Supplied records

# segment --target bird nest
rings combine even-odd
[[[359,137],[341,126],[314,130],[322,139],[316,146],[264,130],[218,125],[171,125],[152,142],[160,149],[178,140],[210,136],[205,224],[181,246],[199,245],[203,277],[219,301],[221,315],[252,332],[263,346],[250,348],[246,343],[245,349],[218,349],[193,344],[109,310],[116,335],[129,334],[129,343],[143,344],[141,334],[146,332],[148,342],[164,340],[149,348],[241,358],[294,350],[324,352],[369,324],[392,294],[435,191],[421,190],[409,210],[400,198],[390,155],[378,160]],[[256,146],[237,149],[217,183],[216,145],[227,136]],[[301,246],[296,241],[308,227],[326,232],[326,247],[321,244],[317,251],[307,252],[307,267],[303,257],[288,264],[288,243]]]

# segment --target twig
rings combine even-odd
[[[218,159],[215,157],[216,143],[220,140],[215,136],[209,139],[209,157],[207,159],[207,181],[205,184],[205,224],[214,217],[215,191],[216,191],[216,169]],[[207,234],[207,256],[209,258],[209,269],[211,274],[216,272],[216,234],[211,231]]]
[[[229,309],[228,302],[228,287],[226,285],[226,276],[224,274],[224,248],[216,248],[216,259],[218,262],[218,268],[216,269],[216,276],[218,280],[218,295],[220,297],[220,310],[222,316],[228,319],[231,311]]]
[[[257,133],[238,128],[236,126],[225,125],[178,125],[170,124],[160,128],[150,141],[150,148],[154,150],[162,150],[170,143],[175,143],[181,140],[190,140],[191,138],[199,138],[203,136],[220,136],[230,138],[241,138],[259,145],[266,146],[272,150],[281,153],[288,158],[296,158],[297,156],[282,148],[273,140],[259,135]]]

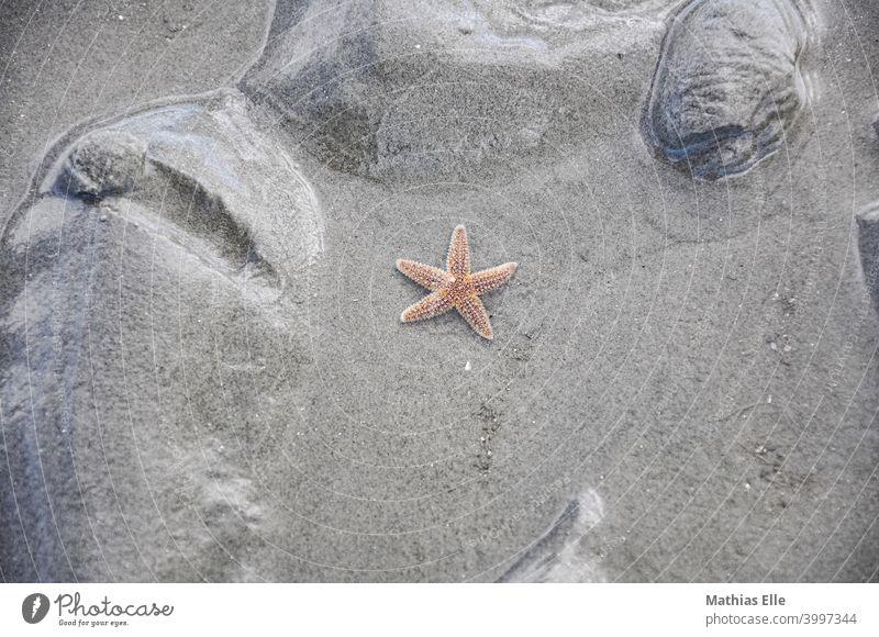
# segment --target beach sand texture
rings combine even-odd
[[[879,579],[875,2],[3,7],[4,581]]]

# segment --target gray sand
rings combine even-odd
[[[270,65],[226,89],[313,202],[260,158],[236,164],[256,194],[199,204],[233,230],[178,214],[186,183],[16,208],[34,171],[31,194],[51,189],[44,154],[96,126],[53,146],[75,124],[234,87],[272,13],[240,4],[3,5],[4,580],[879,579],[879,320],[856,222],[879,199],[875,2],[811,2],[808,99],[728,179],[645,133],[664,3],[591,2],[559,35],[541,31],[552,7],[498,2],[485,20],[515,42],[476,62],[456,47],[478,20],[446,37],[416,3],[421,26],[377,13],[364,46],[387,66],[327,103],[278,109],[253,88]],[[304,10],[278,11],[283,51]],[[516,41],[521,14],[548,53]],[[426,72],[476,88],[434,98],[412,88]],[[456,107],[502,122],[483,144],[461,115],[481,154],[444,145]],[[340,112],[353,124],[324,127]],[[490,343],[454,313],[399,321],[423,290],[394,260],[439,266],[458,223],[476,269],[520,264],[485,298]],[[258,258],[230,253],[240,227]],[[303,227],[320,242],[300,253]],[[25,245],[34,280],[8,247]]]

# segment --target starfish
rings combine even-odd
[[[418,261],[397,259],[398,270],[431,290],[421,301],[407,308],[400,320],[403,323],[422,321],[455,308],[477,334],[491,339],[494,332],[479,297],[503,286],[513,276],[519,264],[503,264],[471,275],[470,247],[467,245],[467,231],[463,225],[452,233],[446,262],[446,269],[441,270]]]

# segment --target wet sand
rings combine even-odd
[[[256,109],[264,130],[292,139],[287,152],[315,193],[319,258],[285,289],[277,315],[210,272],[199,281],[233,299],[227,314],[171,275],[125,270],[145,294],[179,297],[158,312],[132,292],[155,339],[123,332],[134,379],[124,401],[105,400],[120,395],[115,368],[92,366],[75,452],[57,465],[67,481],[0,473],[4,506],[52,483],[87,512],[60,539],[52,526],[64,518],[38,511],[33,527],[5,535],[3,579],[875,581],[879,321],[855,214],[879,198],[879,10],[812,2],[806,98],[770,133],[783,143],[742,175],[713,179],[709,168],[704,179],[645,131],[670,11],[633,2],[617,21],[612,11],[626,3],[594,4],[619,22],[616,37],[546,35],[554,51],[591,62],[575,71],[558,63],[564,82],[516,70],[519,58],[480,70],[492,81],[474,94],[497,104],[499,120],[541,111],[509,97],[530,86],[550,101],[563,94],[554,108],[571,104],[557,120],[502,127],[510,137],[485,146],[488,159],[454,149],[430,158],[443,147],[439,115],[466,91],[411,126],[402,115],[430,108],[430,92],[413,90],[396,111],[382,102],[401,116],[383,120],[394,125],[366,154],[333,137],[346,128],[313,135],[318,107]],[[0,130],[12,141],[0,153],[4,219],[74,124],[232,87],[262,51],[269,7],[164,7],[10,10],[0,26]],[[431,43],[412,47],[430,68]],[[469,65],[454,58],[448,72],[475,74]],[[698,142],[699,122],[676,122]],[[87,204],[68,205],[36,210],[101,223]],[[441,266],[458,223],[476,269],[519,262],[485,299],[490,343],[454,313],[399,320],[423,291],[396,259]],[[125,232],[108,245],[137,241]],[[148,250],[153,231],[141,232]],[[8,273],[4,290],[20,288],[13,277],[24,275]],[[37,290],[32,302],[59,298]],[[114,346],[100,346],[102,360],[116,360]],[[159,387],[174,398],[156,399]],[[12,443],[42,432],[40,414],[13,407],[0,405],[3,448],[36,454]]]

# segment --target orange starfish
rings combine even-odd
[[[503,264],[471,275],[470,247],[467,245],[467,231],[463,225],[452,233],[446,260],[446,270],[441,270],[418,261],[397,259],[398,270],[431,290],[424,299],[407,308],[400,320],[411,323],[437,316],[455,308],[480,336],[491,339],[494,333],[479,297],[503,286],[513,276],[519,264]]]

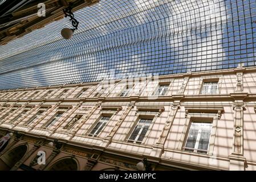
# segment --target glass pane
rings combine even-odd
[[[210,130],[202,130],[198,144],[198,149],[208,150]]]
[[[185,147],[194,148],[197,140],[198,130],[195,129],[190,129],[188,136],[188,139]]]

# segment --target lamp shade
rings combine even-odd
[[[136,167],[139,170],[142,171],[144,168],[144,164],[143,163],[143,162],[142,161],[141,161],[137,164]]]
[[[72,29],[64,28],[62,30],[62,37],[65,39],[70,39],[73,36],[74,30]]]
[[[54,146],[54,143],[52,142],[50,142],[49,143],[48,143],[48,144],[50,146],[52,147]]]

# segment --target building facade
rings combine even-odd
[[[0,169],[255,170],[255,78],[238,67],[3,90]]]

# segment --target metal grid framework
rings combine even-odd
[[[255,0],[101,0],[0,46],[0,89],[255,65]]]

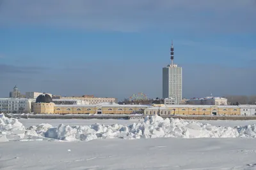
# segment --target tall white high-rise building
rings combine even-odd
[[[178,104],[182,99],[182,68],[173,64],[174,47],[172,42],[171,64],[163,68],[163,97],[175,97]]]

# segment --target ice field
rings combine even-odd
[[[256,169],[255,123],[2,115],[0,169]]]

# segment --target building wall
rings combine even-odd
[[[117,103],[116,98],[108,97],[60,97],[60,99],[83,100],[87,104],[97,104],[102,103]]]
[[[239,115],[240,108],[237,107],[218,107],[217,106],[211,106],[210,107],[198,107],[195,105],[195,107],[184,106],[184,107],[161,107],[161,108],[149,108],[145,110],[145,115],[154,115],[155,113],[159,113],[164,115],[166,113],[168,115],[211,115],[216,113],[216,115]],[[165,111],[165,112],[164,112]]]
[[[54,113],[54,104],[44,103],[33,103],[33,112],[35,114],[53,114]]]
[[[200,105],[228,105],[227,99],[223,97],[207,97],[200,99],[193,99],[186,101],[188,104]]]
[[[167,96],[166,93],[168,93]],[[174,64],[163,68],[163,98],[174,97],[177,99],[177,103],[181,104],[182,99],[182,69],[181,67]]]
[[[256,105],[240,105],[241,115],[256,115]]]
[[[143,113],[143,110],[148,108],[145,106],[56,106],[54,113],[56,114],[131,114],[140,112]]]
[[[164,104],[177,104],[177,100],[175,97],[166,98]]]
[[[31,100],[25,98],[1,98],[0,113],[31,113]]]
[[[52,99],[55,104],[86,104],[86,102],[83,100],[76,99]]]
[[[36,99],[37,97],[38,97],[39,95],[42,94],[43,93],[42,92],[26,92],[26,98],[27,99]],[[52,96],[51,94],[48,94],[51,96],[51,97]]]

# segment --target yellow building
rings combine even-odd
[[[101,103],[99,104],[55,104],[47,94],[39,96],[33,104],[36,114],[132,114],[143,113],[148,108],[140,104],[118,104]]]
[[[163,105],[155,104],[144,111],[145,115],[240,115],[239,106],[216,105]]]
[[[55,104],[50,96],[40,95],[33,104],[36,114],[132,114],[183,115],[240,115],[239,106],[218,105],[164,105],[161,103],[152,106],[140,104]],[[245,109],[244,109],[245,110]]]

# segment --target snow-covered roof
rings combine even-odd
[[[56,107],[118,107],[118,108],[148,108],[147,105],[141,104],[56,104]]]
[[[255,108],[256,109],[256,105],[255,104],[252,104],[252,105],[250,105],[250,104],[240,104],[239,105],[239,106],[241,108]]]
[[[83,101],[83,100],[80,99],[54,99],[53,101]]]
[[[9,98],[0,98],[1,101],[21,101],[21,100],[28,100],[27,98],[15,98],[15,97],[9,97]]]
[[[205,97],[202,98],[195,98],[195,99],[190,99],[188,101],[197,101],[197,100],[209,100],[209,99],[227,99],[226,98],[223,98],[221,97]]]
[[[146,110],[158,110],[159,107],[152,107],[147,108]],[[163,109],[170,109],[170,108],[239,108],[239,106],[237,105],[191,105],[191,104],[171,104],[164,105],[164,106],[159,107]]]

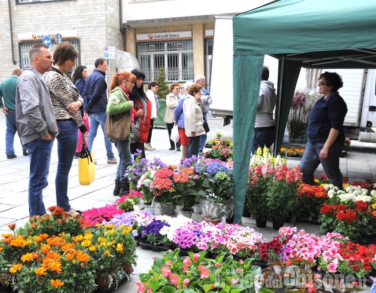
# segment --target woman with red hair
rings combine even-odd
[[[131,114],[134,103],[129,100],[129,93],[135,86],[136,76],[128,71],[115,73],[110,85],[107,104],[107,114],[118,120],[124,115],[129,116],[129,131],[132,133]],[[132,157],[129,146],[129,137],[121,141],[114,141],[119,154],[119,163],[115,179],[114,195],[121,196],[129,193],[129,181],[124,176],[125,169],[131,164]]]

--

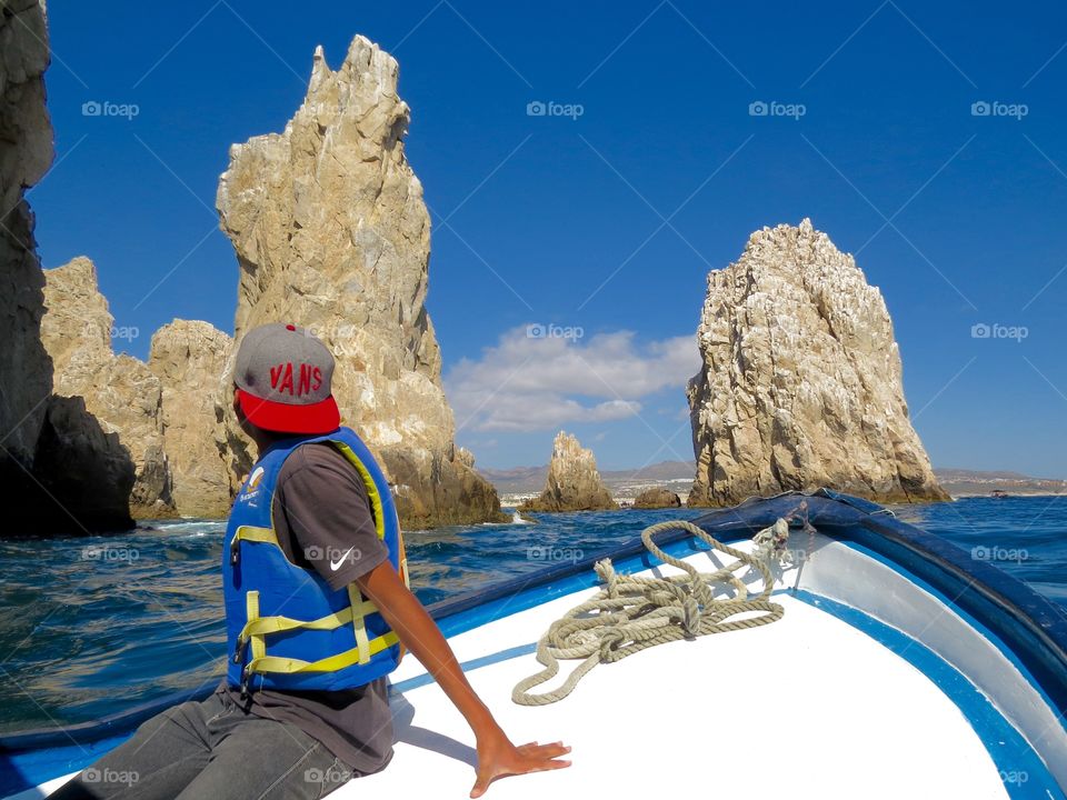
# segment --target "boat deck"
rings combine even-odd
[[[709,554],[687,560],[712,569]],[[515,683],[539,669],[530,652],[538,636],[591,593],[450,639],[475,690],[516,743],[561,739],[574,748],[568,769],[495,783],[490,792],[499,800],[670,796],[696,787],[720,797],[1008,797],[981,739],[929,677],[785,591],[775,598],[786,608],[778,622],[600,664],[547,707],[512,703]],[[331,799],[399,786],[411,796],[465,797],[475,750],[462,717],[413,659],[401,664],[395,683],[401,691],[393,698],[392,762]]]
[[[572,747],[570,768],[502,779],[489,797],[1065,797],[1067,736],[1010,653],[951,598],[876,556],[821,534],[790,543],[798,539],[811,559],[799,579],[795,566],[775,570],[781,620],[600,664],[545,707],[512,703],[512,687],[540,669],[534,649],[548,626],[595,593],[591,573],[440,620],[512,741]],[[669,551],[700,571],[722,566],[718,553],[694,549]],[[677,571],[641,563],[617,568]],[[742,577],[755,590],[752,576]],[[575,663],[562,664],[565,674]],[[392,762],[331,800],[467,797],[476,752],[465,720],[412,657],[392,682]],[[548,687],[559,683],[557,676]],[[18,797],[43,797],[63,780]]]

Written exercise
Count the lines in the entries above that contain the string "starfish", treating uppercase and lowercase as different. Reply with the number only.

Task solution
2